Vorgegebener Text:
● ● ● ● ● ● ●
Die Adresse ist kein Zufall, sondern Merkmal besonderer Reputation: 44 Belgrave Square, London. Wer „Belgrave Square London“ googelt, erfährt Näheres: dass der Duke of Westminster, der reichste Brite, Eigentümer dieses Areals ist. Welche Prominenten dort im 19. Jahrhundert wohnten. Wie dann die Botschaften, eingeschlossen die deutsche Botschaft, kamen, später durch Förderung des damaligen Herzogs Wohltätigkeitsorganisationen und einige Verbände, darunter in 44 das Institute of Practitioners in Advertising IPA, der britische Werbe-Agenturenverband, sich hier ansiedeln konnten. Werbung, sollte man erläutern, hat in England einen höheren Stellenwert als in den meisten anderen Ländern, Deutschland inklusive. Hamish Pringle wurde 2001 Hauptgeschäftsführer (director-general) dieses renommierten Verbandes. Goldene Plaketten an einer keineswegs versteckten Wand im typisch viktorianischen Haus zeigen die Namen und Dienstzeiten aller bisherigen Direktoren von IPA, auch im Netz ist das nachzulesen (http://www.ipa.co.uk/page/ipa-director-generals); auch dies ein Signal der Bedeutung der Position, aber ebenso der im Verband dazu gepflegten Kultur der Erinnerung.

Aber: 2011 verließ Hamish Pringle IPA. Ich, langjähriger Kollege auf europäischer Ebene,  las, er sei freiwillig gegangen, zehn Jahre seien genug. Er war ein ungemein erfolgreicher Kollege.  Warum ging er im zehnten Jahr? Ich bat ihn vor Kurzem um Auskunft und erhielt eine schriftliche Darlegung, auf die ich mich im Folgenden beziehe. Hat der „Fall Pringle“ exemplarischen Charakter auch für die deutsche Verbandslandschaft? Zur Einschätzung muss man die Fakten und die Argumente kennen.
● ● ● ● ● ● ●
Rohdaten:
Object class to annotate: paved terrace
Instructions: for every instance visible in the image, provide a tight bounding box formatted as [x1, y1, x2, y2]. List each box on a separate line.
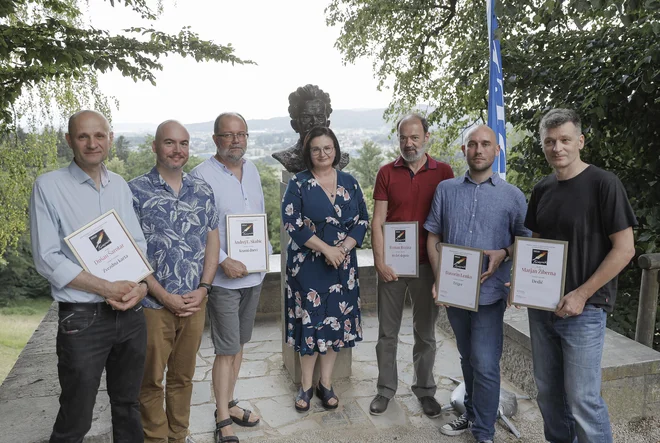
[0, 251, 660, 443]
● ● ● ● ● ● ●
Aufgaben:
1) Beantworten Sie anhand des Textes über Hamish Pringle und das IPA die folgenden Fragen:
(a) Wer ist laut Text Eigentümer des Areals am Belgrave Square?
(b) In welchem Jahr wurde Hamish Pringle Hauptgeschäftsführer des IPA?
(c) In welchem Jahr verließ er den Verband?
2) Setzen Sie den Text über Hamish Pringle und das IPA im Anschluss an seinen letzten Satz fort.

Lösungen:
1)
(a) Der Duke of Westminster, der reichste Brite.
(b) 2001.
(c) 2011.

2)
Pringle: Bei seiner Einstellung habe man auf seinen Wunsch hin einen Fünf-Jahres-Vertrag mit einer Verlängerungsmöglichkeit von weiteren fünf Jahren für den Fall wechselseitiger Zufriedenheit geschlossen. Dafür habe er vier Gründe angegeben:

Erstens: Auch die Vorgänger hätten mit einer Ausnahme im Durchschnitt zwölf Jahre als director-general gearbeitet.

Die drei anderen gewichtigeren Gründe möchte ich im Wortlaut zitieren:

Secondly I referred to other quasi-institutional roles, such as headmasters of schools, where from observation the tenure shouldn’t last more than a decade before new blood is required to keep the momentum going.

Thirdly I considered the accelerating pace of technological innovation in Adland and felt that a slight shortening of the tenure to 10 years was about right, and would strike the right balance between continuity and change.

A fourth and unspoken reason was the dread of over-staying my welcome, and I was determined to depart at a time when people were asking “why are you leaving?” as opposed to “when are you leaving”.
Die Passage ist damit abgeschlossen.